### 明示された目標 A:
下の文章では、ビッグマックの価格を日本と米国でそれぞれいくらと仮定しているか。

------ 提示された文章

子供たちの時代、為替はどう動くか
皆さん、こんにちは。

皆さんは「購買力平価説」という言葉を耳にされたことがありますか。

なにやらしかつめらしい言葉ですが、内容は簡単です。

例えばマクドナルドのビッグマックを例にとってお話しいたしますと、
ビッグマックが仮に日本で250円、米国で2ドル(いずれも当てずっぽう)
で売られていたとしましょうか。

ここでビッグマックに対して感じる価値観が、世界共通だとすればどうでしょう。

日本人がビッグマックに対して感じる価値は250円、一方で米国人が
ビッグマックに対して感じる価値は2ドルということになりますよね。

であればビッグマックという共通の商品を介し、日本の250円は
米国の2ドルと同じ価値を持っているということが言えるわけです。

このように世界中どこに行っても同じ品質を持っている、ごく一般的
な商材やサービスを介して為替の均衡点(即ち「本来あるべき為替レート」)
を見つけることができるという考え方、これが「購買力平価説」です。

実際には数多くの商材やサービスの平均値を取って、為替の均衡点を
探すということになりますが、仮に世の中にビッグマックという
商品しかないとすれば、日本の250円と米国の2ドルが同じ価値を持つ
というところから、250円=2ドル、即ち1ドル=125円、これが円/ドルの
為替相場の均衡点ということになるわけです。

この「購買力平価説」を使いますと、ある程度今後の為替相場を予測
することが可能だとされてきました。

例えば、日本の現在の物価上昇率がゼロ%、米国の物価上昇率は3%
程度だとしましょうか。

現在のビッグマックは先ほどと同じく250円、米国では2ドルで買える
と仮定しますと、今から1年後(ビッグマックも日米のインフレ率と
同じペースで価格が改定されるとしますと)の両国での価格は

・日本250円(インフレ率0%)
・米国2.06ドル(2ドル×103%=2.06ドル)

となっているはずです、ここでも購買力平価説が生きていますので、
1年後の為替レートは、

2.06ドル=250円


従って

1ドル=121.3ドル


と今年に比べ、3.7ドルの円高・ドル安になるというわけです。

このように、「購買力平価説」に基づきますと、必ず高インフレ国の通貨は
安くなり、低インフレ国(もしくはデフレ国)の通貨は強くなることに
なります。


さてここからです。

------------

### 明示された目標 B:
下のリストから、文字列「pomegranate」を含む行をすべて返してください。大文字と小文字は区別する。

------ 抽出された情報

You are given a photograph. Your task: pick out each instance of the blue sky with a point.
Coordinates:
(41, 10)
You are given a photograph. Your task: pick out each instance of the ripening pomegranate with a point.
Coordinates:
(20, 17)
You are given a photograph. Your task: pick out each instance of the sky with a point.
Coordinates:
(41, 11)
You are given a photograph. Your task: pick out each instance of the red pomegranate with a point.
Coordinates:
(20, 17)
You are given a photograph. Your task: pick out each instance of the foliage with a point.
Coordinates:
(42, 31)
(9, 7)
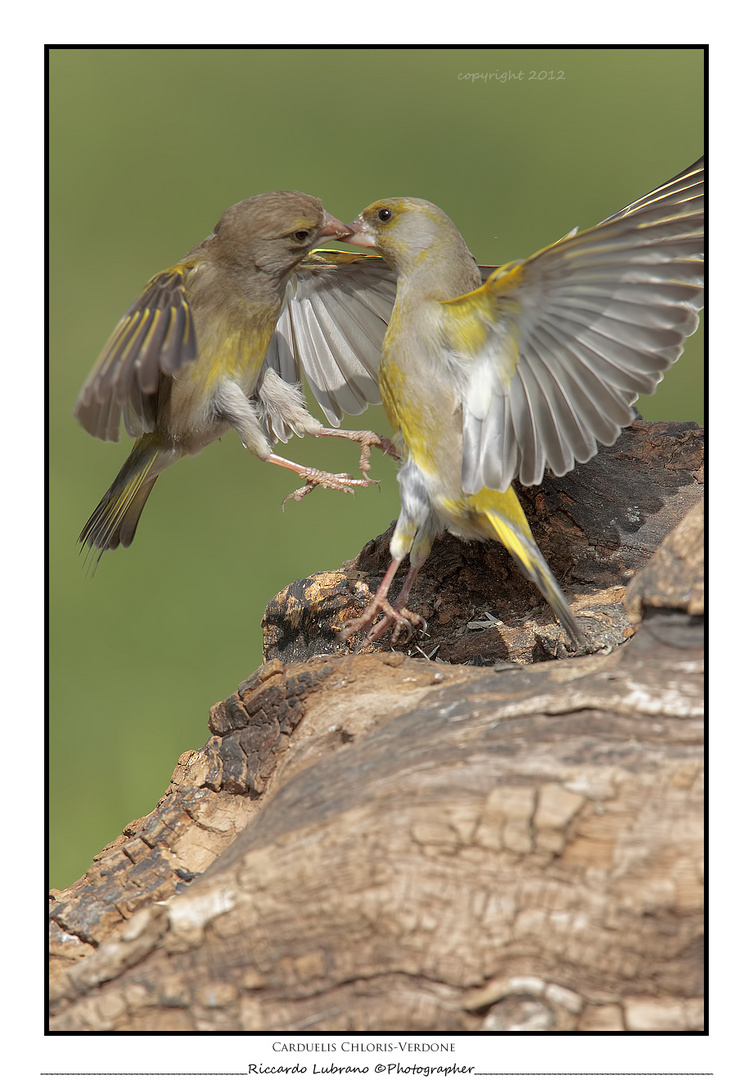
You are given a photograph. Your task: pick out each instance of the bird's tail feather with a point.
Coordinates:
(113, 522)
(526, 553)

------------
------ 抽出された情報

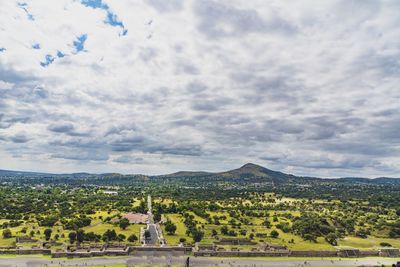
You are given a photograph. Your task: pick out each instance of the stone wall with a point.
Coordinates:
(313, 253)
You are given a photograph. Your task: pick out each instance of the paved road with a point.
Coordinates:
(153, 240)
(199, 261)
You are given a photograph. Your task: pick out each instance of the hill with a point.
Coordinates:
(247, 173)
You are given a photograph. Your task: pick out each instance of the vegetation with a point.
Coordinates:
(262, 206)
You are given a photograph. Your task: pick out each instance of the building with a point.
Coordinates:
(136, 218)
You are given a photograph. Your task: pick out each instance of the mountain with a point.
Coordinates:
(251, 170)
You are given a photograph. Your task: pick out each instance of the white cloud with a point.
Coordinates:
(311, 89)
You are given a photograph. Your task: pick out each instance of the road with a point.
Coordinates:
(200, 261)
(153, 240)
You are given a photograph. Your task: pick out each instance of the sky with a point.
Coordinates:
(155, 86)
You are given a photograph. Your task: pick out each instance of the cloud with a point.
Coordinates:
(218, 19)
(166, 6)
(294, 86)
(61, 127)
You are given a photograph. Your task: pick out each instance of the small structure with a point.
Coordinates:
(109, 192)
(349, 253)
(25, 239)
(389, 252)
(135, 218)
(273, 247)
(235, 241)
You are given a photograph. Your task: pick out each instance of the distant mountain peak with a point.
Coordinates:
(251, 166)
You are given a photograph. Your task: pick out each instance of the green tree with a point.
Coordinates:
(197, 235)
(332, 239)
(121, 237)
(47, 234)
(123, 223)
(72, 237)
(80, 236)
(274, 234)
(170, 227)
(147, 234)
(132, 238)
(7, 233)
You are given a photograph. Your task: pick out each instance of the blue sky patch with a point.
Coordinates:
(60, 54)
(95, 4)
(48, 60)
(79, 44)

------------

### 完全な回答 A:
日本で250円、米国で2ドルと仮定している。

### 完全な回答 B:
You are given a photograph. Your task: pick out each instance of the ripening pomegranate with a point.
You are given a photograph. Your task: pick out each instance of the red pomegranate with a point.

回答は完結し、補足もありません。